*INSTRUCTIONS FOR THE TASK*
Can you copy the rows below word for word, beginning at the line that contains "Point to the blue" and stopping after the line that contains "Point to the hose"? Leave the pictures out of your copy.
Start of RECORDS TO USE
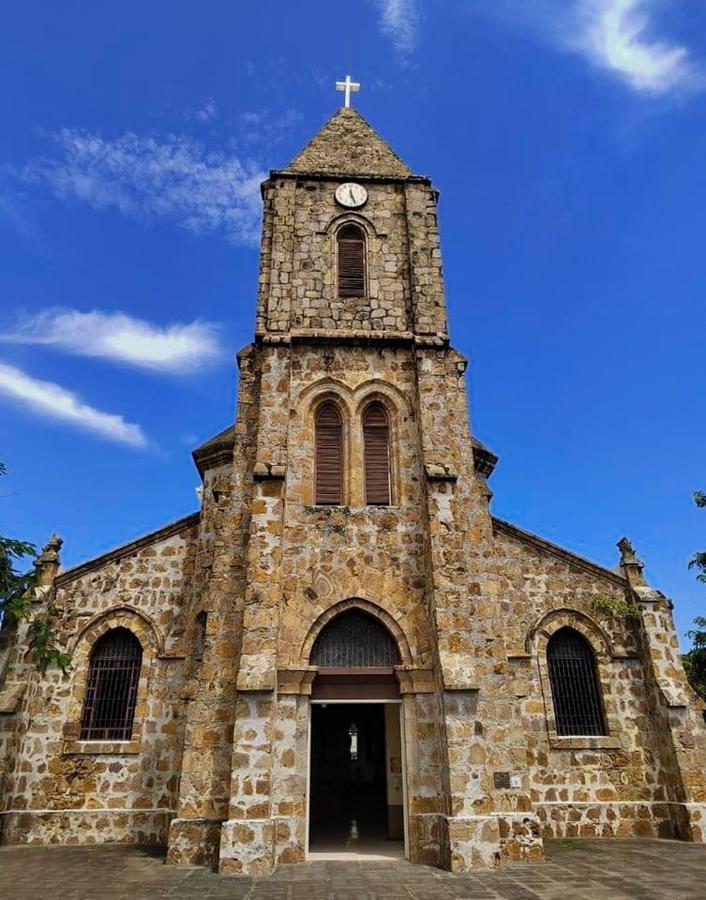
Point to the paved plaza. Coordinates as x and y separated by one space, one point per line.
End of RECORDS TO USE
Start of RECORDS TO USE
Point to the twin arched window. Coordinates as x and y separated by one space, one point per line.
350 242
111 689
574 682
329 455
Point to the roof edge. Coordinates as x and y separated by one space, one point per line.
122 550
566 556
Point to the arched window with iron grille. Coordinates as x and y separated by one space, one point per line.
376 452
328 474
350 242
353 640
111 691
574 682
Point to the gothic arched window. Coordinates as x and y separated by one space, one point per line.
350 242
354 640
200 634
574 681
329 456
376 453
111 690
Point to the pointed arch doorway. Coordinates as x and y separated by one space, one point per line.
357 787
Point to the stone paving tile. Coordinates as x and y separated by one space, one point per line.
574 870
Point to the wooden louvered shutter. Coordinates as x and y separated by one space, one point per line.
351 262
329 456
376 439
End of RECORDS TO USE
Start of RECORDS TO USE
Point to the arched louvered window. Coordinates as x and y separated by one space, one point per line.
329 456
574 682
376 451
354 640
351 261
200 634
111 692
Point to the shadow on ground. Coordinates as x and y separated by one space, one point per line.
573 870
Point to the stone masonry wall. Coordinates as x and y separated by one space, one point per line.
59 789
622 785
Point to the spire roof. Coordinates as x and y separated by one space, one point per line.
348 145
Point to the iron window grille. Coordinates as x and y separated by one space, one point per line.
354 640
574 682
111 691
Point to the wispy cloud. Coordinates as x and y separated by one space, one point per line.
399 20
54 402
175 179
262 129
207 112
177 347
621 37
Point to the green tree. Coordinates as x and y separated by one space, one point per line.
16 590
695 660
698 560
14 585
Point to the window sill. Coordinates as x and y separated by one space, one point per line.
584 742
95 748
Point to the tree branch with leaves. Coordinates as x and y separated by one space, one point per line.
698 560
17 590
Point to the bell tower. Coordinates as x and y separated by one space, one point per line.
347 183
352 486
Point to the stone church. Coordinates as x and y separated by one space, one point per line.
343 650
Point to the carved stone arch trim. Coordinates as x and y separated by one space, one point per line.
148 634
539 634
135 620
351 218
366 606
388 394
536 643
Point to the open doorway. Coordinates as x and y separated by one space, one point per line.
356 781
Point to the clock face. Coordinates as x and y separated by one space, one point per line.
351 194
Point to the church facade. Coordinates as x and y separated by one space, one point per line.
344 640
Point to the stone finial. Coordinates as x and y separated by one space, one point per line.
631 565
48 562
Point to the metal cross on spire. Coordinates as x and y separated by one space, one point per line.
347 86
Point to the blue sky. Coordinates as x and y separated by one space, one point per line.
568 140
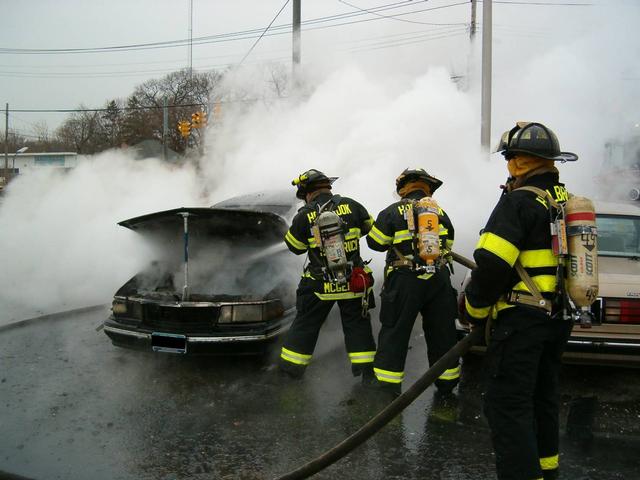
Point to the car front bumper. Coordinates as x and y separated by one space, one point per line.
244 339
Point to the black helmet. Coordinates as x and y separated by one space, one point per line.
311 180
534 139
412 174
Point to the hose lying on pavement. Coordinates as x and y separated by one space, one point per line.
End of RECORDS TO USE
*EXERCISE OUTPUT*
Point to the blue sky. Coordinates as x and y separated by one space, one point per line.
568 140
Point to the car front bumper. Coordinates as x and y separated by one space, one point per line.
244 339
Point to the black helmet. Coordinates as x and y separated by one space, one point per line.
311 180
534 139
412 174
Point to the hose lying on pavement. Coordinates as x and y separated by one space, one point per line.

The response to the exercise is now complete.